* Records pointing to named objects:
^^^^^^^^

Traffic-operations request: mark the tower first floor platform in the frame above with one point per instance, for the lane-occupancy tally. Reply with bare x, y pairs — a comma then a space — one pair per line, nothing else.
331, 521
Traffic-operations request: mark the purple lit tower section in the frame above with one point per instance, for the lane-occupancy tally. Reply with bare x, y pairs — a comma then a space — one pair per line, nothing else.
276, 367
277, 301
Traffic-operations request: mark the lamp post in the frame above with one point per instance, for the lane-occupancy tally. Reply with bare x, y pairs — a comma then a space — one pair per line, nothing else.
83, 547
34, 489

^^^^^^^^

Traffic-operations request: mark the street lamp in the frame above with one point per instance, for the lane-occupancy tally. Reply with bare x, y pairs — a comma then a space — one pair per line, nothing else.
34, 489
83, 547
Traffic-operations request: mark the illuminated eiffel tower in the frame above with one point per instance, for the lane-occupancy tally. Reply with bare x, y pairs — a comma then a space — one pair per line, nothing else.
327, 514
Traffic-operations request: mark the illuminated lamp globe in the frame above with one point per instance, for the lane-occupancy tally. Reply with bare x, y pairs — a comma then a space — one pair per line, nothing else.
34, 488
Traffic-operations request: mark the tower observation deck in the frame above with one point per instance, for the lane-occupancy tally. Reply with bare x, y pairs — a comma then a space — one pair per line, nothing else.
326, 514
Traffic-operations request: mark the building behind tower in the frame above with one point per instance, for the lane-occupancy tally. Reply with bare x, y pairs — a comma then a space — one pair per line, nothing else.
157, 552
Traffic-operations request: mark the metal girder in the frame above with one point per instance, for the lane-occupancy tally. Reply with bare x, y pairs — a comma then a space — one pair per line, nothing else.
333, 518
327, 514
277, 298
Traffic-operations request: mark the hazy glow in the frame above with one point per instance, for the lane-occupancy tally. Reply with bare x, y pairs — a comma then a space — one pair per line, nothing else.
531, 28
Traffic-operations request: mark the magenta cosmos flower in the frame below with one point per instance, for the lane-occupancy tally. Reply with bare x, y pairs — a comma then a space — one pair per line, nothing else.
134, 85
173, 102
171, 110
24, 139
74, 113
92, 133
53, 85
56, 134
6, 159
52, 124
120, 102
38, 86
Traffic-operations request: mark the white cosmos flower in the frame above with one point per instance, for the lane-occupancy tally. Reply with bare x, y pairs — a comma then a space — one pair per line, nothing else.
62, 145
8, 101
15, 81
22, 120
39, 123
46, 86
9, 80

^^^^^^^^

* EXERCISE DESCRIPTION: Tally the lines in the records above that contain the string "cosmos". Give only the number.

* WRITTEN RESPONSE: 2